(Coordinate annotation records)

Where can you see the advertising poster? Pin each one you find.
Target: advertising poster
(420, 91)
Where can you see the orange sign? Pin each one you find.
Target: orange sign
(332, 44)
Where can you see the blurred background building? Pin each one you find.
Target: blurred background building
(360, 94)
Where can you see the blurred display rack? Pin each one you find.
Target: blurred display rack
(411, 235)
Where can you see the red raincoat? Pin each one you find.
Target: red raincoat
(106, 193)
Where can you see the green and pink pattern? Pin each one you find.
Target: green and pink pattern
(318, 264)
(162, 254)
* * *
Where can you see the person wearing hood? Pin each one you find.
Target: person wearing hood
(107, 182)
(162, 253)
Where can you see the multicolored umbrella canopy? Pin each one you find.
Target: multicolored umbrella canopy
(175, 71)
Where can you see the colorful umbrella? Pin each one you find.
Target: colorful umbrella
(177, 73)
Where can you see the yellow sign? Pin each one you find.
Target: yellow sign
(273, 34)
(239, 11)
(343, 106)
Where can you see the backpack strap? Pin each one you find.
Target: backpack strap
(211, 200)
--
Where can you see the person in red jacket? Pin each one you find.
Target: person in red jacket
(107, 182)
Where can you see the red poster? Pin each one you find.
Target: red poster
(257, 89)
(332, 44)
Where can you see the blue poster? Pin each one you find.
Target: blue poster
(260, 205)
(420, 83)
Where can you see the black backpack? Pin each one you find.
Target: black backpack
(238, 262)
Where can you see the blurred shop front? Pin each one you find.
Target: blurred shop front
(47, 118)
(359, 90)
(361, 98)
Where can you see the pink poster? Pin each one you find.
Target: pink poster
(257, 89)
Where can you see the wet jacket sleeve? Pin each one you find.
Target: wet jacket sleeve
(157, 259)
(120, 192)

Set problem: Count the lines of the items above that contain the string "shop", treating uppercase and lowercase as different. Reply with the number alone.

Response to the task: 2